*Task to complete*
Repeat each entry word for word.

Stored entries
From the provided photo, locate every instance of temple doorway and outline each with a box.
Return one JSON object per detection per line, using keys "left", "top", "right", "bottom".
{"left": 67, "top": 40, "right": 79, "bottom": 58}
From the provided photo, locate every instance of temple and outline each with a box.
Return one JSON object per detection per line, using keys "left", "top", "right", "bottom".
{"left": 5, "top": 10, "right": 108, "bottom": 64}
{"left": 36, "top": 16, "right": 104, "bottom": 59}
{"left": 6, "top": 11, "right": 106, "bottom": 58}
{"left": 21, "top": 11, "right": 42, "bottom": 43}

*Response area*
From the provided photo, locate every instance of temple doorway and outline each with a box.
Return one JSON object per detection per line, using keys "left", "top", "right", "bottom".
{"left": 67, "top": 40, "right": 79, "bottom": 58}
From the provided photo, locate every instance of temple and outline each with a box.
Return one JSON object per detection per line, using keys "left", "top", "right", "bottom".
{"left": 5, "top": 10, "right": 108, "bottom": 64}
{"left": 36, "top": 16, "right": 104, "bottom": 59}
{"left": 6, "top": 11, "right": 106, "bottom": 58}
{"left": 21, "top": 11, "right": 42, "bottom": 43}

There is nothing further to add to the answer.